▶ **Exercise directions**: Word for word, restate every line of the material.

▶ **Records to use**:
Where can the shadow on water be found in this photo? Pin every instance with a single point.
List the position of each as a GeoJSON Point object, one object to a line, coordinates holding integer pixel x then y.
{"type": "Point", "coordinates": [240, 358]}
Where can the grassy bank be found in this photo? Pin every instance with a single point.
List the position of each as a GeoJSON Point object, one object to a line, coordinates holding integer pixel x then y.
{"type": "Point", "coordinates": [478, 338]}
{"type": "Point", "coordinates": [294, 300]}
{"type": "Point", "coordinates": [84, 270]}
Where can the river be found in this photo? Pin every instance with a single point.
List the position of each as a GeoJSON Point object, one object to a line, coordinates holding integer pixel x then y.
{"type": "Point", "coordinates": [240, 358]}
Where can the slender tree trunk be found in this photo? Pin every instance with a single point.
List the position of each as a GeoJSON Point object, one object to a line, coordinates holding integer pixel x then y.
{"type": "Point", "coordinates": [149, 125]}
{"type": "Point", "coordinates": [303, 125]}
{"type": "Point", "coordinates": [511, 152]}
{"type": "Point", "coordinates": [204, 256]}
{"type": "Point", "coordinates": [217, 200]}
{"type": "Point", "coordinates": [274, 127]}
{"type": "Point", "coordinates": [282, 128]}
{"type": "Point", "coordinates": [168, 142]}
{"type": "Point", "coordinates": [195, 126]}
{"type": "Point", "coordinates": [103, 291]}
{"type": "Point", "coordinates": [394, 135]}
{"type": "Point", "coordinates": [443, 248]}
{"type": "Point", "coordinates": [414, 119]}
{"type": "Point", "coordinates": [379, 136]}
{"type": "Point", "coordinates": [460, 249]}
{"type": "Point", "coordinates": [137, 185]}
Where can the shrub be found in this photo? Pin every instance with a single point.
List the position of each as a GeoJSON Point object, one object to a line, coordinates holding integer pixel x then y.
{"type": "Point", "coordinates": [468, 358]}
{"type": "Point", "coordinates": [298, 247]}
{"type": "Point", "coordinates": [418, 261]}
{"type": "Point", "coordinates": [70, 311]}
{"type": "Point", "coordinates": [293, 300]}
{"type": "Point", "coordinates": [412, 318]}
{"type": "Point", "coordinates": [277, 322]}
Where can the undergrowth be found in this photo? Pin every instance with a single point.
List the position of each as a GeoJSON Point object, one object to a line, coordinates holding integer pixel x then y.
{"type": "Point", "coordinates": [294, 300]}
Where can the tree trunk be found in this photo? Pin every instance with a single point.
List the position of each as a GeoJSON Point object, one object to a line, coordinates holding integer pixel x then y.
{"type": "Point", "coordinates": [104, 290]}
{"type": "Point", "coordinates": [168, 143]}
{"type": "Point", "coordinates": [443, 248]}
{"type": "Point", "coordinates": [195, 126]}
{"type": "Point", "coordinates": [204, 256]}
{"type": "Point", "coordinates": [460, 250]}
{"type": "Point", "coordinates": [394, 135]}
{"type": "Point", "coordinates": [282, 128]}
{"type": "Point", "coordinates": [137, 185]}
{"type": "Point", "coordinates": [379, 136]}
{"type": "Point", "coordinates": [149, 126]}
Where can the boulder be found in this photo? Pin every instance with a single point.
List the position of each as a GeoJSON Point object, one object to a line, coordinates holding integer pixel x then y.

▶ **Problem solution**:
Where can the shadow on water be found in this photo? Pin every instance with a single point.
List the position of each as a GeoJSON Point object, one object to a line, coordinates holding integer pixel x then y.
{"type": "Point", "coordinates": [240, 358]}
Where can the grassy bank be found in this photo? Pin every instance with a single point.
List the position of each as a GeoJSON Point object, one object to a line, coordinates holding integer pixel x then y.
{"type": "Point", "coordinates": [478, 338]}
{"type": "Point", "coordinates": [294, 300]}
{"type": "Point", "coordinates": [84, 270]}
Where can the river be found in this photo? Pin every instance with a single point.
List the position of each as a GeoJSON Point object, one object to a line, coordinates holding integer pixel x then y.
{"type": "Point", "coordinates": [240, 358]}
Where can the slender tree trunk be found in this photo? Pin every instance with a single point.
List the position of each as a GeoJSON Point object, one object to a line, coordinates holding integer pixel x then y.
{"type": "Point", "coordinates": [149, 125]}
{"type": "Point", "coordinates": [303, 125]}
{"type": "Point", "coordinates": [511, 152]}
{"type": "Point", "coordinates": [204, 256]}
{"type": "Point", "coordinates": [217, 200]}
{"type": "Point", "coordinates": [274, 127]}
{"type": "Point", "coordinates": [282, 128]}
{"type": "Point", "coordinates": [168, 142]}
{"type": "Point", "coordinates": [195, 126]}
{"type": "Point", "coordinates": [103, 291]}
{"type": "Point", "coordinates": [394, 135]}
{"type": "Point", "coordinates": [443, 248]}
{"type": "Point", "coordinates": [414, 119]}
{"type": "Point", "coordinates": [379, 136]}
{"type": "Point", "coordinates": [460, 249]}
{"type": "Point", "coordinates": [137, 185]}
Where can the shrub be found in this photo? Pin every instance with a single point.
List the position of each as a GeoJSON Point object, one object to a line, coordinates holding integer pixel x then y.
{"type": "Point", "coordinates": [468, 358]}
{"type": "Point", "coordinates": [298, 247]}
{"type": "Point", "coordinates": [418, 261]}
{"type": "Point", "coordinates": [70, 311]}
{"type": "Point", "coordinates": [293, 300]}
{"type": "Point", "coordinates": [412, 318]}
{"type": "Point", "coordinates": [277, 322]}
Where can the undergrowth be found in this photo? Pin every instance with a single point.
List the position of each as a GeoJSON Point object, one object to a line, coordinates holding integer pixel x then y.
{"type": "Point", "coordinates": [294, 300]}
Where can the tree trunk be found in this photo? Pin every instance with a single point.
List the position of each as a GeoJSON Point object, one object to a line, coordinates holding integer pixel x then y.
{"type": "Point", "coordinates": [104, 290]}
{"type": "Point", "coordinates": [168, 143]}
{"type": "Point", "coordinates": [443, 248]}
{"type": "Point", "coordinates": [195, 126]}
{"type": "Point", "coordinates": [204, 256]}
{"type": "Point", "coordinates": [460, 250]}
{"type": "Point", "coordinates": [394, 135]}
{"type": "Point", "coordinates": [282, 128]}
{"type": "Point", "coordinates": [137, 185]}
{"type": "Point", "coordinates": [379, 136]}
{"type": "Point", "coordinates": [149, 126]}
Where can the boulder be found in this photo? Pin every instance with a single point.
List the position of each as a GeoJSON Point object, one object to a line, coordinates holding integer pixel x then y.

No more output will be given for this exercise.